(The task) Reproduce every line in the listing that contains the word "brown".

(Task input)
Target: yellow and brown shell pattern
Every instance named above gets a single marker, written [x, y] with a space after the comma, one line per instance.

==

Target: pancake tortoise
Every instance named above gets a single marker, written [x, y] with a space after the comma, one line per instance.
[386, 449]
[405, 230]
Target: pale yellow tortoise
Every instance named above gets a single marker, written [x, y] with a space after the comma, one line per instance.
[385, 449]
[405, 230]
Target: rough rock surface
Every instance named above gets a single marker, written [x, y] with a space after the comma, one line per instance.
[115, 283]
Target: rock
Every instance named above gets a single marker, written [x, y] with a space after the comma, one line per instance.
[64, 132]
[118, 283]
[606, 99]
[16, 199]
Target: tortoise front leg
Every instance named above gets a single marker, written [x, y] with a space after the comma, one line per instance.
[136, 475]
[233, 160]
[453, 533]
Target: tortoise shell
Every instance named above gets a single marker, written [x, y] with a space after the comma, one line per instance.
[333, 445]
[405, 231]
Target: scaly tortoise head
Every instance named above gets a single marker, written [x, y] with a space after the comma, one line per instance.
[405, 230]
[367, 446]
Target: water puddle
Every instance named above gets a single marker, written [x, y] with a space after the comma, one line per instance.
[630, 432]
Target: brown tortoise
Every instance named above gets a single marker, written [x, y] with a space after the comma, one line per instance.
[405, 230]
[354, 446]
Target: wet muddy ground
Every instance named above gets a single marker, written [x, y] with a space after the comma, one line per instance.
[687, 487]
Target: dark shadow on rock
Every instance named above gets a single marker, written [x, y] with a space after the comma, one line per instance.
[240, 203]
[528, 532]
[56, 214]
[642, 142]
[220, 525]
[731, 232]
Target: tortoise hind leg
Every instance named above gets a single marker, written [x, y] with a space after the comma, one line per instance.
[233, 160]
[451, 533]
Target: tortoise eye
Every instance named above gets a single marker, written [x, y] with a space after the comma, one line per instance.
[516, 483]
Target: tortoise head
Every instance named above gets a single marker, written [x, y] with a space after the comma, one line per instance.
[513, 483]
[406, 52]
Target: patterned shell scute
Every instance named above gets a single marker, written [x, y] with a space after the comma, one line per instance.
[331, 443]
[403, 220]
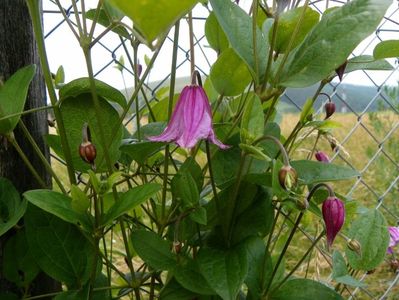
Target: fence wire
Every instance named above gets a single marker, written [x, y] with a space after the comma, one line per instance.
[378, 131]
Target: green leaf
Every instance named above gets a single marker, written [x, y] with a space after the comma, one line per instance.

(Answer to this exercise)
Target: yellow and brown shell pattern
Target: brown tortoise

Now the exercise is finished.